Where an entry holds an image, leave the image out; otherwise reproduce the entry exactly.

(Dataset entries)
:::

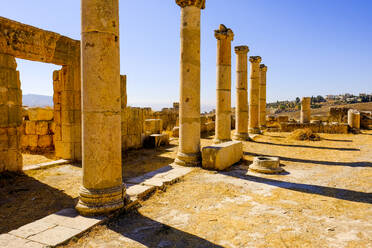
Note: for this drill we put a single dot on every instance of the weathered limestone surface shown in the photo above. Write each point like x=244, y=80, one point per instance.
x=262, y=92
x=222, y=156
x=241, y=111
x=189, y=117
x=253, y=126
x=31, y=43
x=353, y=119
x=103, y=190
x=224, y=37
x=10, y=115
x=305, y=110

:::

■ Task response ■
Note: for this drill we put a single dot on every instance of the weathered limestone surface shown in the photo above. Write each point like x=244, y=80, one point per instance.
x=262, y=92
x=222, y=156
x=241, y=111
x=189, y=117
x=253, y=126
x=31, y=43
x=353, y=119
x=103, y=190
x=224, y=37
x=10, y=115
x=305, y=110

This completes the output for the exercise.